### Problems to solve
1. Could you write out the part of the passage that opens with the words containing "But in the face" and closes with "of our lives?", copying it word for word?
2. Do these statements agree with the passage? Answer yes or no for each, quoting the words that decide it. (a) The passage says waiting works only for those without children. (b) The passage describes going around as a kind of retreat. (c) The passage says technology is no longer the dominant myth.

### Page
+++

But in the face of the immensity of the problem, the blundering brutality of the solutions cast by experts, the apparent mendacity and greed in the council’s of power, the lack of time . . . in the face of that our responses seem petty confused, without flows of energy from spiritual roots. We stop buying new things; no more wasting food, no more buy buying poisoned food–we’ll grow our own, become skilled in cooperatives, playing the world game. But who eats more because of our lives?
And so we are pulled towards those who say that the sweeping changes necessary for equality and sharing and humaneness ride only on violence . . . “it must come to that,” And the residue of the brutal May killings at Kent State and Jackson State festers in our minds . . . for moments and moments the temptations o f violence seem the correct response, not an indulgence. Fighting. Gestures to a new world defined by old ways; tempting because we do not know the new ways; tempting because love can be fragile, transitory–hate a comfortable familiar cloak. But we want more than a life of reacting. Can’t-we-somehow-go-around? We know that fighting is suicide. We do not know whether “going around” is suicide or not. Therein lies our meager forward reference. Going around is neither attack nor retreat.
Something else.
Not waiting–that works only for those without children. Because of them the room to drift is gone. Our choices undeniably affect their futures, each choice an implicit prophecy. Pressure, floating on the California golden summer days.
We seek to reduce the pressure by focussing down on our lives, and by seeking balance–not the harmony of a future perfection, simply the harmony between current vision and current reality.
And so it is technology–still our dominant myth, still the hope of humane solutions–that pulls us back into the culture of our fathers, back into accommodating “for the greater good” and once again, and again and again, we must face what Cleaver taught us: fence straddling is hard on the genitals. It diminishes one’s . . . effectiveness . . .

+++

(Stored items)
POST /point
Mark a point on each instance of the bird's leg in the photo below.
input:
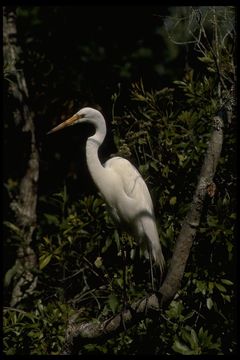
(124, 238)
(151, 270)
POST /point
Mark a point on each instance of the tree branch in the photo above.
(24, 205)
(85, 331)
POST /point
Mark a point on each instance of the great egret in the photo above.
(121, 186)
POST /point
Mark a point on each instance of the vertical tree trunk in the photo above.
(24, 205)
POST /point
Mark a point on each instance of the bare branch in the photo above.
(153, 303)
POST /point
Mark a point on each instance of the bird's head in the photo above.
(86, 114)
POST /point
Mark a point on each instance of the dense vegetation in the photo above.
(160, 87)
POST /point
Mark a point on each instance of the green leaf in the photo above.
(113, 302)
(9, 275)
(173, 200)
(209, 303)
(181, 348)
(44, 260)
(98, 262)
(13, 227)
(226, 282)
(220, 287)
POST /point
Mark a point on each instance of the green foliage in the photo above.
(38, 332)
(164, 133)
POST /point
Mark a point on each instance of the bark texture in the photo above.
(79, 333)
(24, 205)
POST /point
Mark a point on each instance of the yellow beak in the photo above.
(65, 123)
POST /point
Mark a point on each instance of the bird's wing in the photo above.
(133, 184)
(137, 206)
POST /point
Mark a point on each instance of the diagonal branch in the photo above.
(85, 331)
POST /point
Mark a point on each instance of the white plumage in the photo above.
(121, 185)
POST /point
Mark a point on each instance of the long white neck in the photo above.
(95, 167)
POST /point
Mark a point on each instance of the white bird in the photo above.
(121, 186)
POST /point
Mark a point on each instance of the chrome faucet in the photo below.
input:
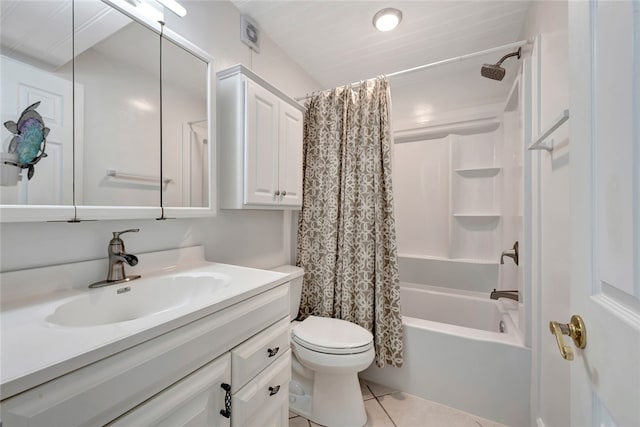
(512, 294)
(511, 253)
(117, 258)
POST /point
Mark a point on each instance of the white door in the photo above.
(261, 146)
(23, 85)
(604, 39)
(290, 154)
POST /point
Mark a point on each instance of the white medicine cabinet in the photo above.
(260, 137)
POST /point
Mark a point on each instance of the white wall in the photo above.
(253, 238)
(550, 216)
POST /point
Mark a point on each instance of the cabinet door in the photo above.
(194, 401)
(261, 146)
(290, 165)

+++

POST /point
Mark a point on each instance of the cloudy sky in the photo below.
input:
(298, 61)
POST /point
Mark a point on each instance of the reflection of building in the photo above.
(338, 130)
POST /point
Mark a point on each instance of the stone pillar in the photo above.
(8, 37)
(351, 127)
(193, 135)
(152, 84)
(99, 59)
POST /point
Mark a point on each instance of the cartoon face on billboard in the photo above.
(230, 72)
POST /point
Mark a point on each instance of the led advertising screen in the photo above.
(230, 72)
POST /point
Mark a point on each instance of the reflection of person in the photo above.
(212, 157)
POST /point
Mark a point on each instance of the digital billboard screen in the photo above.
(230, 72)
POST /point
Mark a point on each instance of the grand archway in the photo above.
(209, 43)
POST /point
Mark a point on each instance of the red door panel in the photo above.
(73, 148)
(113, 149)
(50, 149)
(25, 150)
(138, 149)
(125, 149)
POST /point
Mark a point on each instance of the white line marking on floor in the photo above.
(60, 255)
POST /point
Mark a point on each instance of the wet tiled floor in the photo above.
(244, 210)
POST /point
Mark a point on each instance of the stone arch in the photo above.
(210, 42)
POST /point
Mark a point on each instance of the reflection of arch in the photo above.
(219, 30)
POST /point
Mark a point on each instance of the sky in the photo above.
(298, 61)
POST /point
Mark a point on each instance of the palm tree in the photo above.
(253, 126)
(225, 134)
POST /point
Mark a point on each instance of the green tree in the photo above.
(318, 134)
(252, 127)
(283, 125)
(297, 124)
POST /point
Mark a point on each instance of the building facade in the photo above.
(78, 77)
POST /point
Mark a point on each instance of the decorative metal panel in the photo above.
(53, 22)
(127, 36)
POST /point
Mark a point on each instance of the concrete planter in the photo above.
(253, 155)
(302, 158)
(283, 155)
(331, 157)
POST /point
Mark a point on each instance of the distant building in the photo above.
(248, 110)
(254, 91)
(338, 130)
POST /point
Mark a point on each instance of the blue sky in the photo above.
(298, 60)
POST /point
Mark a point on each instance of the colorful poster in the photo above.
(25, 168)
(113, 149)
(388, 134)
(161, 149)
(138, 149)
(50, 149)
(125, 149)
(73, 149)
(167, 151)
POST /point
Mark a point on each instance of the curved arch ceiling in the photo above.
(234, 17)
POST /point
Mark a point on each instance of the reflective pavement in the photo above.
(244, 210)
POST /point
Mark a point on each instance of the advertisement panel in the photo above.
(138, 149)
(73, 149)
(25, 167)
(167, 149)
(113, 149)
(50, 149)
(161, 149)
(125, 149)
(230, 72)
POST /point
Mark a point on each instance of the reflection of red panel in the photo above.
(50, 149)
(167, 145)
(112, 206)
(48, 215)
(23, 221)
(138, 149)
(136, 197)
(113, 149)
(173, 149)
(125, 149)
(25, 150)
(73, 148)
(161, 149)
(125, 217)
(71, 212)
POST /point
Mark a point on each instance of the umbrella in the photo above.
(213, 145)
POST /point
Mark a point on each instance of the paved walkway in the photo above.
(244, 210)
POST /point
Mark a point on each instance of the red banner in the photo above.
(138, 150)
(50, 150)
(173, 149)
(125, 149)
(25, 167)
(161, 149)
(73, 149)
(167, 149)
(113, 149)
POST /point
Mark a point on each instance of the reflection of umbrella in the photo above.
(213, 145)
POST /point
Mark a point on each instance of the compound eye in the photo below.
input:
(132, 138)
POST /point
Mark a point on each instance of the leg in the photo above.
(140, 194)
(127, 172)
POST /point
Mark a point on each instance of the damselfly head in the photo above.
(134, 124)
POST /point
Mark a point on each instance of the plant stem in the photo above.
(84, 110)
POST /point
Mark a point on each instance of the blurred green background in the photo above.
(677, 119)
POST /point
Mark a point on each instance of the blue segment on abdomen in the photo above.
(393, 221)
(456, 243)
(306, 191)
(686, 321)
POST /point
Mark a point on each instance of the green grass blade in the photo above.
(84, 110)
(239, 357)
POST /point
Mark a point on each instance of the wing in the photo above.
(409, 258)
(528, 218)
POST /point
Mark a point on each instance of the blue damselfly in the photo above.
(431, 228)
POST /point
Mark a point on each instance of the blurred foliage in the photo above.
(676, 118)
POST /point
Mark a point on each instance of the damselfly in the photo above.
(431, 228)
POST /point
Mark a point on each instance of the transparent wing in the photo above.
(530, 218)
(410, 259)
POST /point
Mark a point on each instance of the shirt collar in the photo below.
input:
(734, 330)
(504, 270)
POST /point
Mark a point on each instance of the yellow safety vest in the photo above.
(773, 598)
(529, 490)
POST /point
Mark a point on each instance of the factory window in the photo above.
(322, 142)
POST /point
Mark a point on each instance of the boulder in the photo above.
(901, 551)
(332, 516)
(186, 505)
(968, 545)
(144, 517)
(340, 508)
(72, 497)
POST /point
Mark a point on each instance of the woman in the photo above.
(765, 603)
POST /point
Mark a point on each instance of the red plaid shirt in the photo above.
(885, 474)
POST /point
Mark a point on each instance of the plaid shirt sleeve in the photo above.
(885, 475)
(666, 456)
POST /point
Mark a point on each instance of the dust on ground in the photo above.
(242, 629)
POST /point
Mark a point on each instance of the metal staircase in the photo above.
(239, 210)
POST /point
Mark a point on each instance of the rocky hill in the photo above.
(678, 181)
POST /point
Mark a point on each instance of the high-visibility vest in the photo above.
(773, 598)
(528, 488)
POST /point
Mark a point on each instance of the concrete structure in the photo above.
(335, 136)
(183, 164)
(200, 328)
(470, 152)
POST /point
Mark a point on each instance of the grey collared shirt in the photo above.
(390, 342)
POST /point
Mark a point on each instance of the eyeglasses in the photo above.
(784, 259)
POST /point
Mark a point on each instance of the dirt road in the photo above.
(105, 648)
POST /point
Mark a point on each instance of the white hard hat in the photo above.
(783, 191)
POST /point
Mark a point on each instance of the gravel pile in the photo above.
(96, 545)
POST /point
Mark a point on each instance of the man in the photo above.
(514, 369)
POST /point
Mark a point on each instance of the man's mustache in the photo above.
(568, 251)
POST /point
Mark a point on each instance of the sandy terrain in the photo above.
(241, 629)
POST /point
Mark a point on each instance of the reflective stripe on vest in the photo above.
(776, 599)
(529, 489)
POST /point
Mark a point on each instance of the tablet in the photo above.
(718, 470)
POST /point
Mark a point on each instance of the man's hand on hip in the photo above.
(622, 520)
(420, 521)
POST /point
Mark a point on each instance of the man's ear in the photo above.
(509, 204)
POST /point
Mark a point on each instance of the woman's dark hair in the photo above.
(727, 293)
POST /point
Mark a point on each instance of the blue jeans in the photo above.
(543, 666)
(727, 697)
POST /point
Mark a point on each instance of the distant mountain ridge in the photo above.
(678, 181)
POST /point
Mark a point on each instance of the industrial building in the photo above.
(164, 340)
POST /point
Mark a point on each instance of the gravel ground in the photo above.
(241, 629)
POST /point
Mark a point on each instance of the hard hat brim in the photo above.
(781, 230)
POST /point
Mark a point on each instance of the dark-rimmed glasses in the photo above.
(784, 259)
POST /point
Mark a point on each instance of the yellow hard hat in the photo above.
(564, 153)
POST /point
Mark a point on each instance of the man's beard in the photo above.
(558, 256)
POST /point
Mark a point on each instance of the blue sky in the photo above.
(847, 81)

+++

### Solutions per task
1.
But in the face of the immensity of the problem, the blundering brutality of the solutions cast by experts, the apparent mendacity and greed in the council’s of power, the lack of time . . . in the face of that our responses seem petty confused, without flows of energy from spiritual roots. We stop buying new things; no more wasting food, no more buy buying poisoned food–we’ll grow our own, become skilled in cooperatives, playing the world game. But who eats more because of our lives?

2.
(a) Yes: "Not waiting–that works only for those without children."
(b) No: "Going around is neither attack nor retreat."
(c) No: "technology–still our dominant myth"